**Record extracts:**
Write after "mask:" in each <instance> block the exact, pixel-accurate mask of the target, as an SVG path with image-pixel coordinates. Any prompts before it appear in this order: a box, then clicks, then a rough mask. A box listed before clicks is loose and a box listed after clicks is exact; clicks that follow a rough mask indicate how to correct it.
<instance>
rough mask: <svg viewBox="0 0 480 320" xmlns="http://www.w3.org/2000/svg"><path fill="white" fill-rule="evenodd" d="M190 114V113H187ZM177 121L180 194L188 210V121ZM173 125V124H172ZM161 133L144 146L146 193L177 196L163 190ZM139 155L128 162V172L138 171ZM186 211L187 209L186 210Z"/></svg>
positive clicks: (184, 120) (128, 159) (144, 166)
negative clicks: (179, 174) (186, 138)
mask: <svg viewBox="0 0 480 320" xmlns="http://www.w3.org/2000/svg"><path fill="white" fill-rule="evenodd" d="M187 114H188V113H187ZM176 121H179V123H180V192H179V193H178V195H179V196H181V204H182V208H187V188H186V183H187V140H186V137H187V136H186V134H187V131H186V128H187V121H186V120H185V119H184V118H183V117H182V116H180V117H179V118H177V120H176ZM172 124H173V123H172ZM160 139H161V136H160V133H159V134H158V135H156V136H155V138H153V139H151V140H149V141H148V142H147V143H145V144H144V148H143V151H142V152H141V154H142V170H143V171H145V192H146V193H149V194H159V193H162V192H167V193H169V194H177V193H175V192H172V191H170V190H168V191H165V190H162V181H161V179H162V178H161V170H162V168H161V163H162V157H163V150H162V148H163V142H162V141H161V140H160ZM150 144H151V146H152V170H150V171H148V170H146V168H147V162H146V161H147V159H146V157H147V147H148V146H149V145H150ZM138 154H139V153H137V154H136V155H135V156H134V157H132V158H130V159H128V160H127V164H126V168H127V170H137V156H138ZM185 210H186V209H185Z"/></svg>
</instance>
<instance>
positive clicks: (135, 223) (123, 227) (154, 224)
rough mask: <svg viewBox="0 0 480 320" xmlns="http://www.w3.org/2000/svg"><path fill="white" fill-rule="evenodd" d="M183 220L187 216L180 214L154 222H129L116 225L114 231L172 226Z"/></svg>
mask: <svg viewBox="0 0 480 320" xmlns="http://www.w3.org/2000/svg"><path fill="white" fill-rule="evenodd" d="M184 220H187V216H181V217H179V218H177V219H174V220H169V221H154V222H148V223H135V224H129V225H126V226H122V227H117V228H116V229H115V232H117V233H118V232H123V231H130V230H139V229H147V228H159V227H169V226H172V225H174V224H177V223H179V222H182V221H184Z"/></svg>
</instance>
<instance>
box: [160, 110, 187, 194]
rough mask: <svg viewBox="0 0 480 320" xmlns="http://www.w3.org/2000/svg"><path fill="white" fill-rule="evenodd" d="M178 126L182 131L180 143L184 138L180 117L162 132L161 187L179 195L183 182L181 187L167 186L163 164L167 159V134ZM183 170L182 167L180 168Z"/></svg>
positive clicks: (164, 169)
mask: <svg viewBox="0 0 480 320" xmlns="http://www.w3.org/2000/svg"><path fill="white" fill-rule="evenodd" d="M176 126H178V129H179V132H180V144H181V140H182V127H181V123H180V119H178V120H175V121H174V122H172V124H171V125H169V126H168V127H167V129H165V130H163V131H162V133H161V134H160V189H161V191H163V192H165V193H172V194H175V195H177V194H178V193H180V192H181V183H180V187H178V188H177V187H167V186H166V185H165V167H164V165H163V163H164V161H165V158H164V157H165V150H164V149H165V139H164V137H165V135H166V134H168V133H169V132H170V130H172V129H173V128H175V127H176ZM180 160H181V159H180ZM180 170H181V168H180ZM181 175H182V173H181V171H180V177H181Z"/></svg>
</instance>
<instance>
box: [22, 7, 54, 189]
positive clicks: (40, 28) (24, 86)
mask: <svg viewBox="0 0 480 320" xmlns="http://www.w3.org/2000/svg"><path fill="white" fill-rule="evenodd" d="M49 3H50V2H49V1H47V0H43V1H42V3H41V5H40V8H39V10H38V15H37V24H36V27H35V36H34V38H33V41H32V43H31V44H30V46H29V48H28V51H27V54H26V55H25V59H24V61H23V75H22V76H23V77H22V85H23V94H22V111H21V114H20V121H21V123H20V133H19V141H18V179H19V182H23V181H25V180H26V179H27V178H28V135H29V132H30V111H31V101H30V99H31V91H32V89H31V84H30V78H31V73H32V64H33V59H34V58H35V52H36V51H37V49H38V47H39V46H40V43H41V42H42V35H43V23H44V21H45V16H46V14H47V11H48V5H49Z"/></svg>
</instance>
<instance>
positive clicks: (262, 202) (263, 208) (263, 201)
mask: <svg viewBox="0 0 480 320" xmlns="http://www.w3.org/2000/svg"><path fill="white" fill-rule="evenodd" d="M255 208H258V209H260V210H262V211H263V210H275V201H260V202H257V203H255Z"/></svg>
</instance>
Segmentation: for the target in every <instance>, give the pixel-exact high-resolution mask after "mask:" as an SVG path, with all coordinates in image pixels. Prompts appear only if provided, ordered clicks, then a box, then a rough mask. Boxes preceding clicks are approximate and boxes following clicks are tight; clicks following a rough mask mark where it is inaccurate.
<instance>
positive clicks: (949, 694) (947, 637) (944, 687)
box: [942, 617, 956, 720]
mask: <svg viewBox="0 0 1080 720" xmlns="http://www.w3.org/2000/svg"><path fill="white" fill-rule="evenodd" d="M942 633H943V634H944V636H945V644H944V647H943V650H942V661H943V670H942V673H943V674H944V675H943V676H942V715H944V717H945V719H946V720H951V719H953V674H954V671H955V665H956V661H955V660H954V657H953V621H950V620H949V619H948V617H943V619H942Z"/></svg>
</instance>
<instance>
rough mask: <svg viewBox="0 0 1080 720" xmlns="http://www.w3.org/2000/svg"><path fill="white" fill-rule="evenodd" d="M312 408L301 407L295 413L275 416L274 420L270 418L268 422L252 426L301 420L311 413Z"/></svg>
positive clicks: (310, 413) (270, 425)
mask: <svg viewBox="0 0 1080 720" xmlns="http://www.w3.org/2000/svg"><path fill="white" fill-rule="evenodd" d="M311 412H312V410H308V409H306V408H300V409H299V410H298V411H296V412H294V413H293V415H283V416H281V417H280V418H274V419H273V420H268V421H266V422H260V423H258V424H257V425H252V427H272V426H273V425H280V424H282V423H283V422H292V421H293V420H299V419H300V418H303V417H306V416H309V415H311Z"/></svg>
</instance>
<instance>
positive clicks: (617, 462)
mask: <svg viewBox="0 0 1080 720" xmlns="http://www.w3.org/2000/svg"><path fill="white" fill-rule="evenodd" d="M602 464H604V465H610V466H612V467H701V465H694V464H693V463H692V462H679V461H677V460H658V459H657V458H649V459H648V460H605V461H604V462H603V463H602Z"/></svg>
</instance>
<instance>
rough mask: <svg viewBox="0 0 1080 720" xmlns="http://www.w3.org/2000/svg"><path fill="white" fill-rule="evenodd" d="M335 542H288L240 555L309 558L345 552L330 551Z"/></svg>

**Problem details:**
Write down again, exactly as given, only the lines above that fall from the line with "negative clicks: (179, 174) (186, 138)" to the line with "126L182 131L180 143L184", inclusive.

**Solution for this task:**
negative clicks: (179, 174) (186, 138)
mask: <svg viewBox="0 0 480 320" xmlns="http://www.w3.org/2000/svg"><path fill="white" fill-rule="evenodd" d="M187 114H188V113H187ZM176 121H179V123H180V192H179V193H178V195H179V196H181V204H182V208H187V188H186V183H187V140H186V137H187V136H186V134H187V131H186V128H187V121H186V120H185V119H184V118H183V117H182V116H180V117H179V118H177V120H176ZM172 124H173V123H172ZM160 139H161V136H160V133H159V134H158V135H156V136H155V138H153V139H151V140H149V141H148V142H147V143H145V144H144V148H143V151H142V152H141V154H142V170H143V171H145V192H146V193H149V194H159V193H162V192H167V193H169V194H177V193H175V192H172V191H170V190H168V191H165V190H162V181H161V179H162V178H161V170H162V168H161V163H162V157H163V150H162V148H163V142H162V141H161V140H160ZM150 144H151V146H152V170H150V171H148V170H146V168H147V162H146V161H147V159H146V157H147V147H148V146H149V145H150ZM138 154H139V153H137V154H136V155H135V156H134V157H132V158H130V159H128V160H127V164H126V168H127V170H137V156H138ZM185 210H186V209H185Z"/></svg>
</instance>
<instance>
positive clicks: (135, 223) (123, 227) (154, 224)
rough mask: <svg viewBox="0 0 480 320" xmlns="http://www.w3.org/2000/svg"><path fill="white" fill-rule="evenodd" d="M183 220L187 216L180 214L154 222H129L116 225L114 231L172 226Z"/></svg>
mask: <svg viewBox="0 0 480 320" xmlns="http://www.w3.org/2000/svg"><path fill="white" fill-rule="evenodd" d="M184 220H187V216H181V217H179V218H177V219H174V220H169V221H154V222H148V223H135V224H129V225H126V226H122V227H117V228H116V229H115V232H117V233H118V232H123V231H130V230H139V229H147V228H159V227H169V226H172V225H174V224H177V223H179V222H182V221H184Z"/></svg>
</instance>
<instance>
box: [160, 110, 187, 194]
rough mask: <svg viewBox="0 0 480 320" xmlns="http://www.w3.org/2000/svg"><path fill="white" fill-rule="evenodd" d="M178 126L182 131L180 143L184 138L180 117L162 132L161 187L179 195L183 182L181 187L167 186L163 164L167 159V134ZM183 170L182 167L180 168Z"/></svg>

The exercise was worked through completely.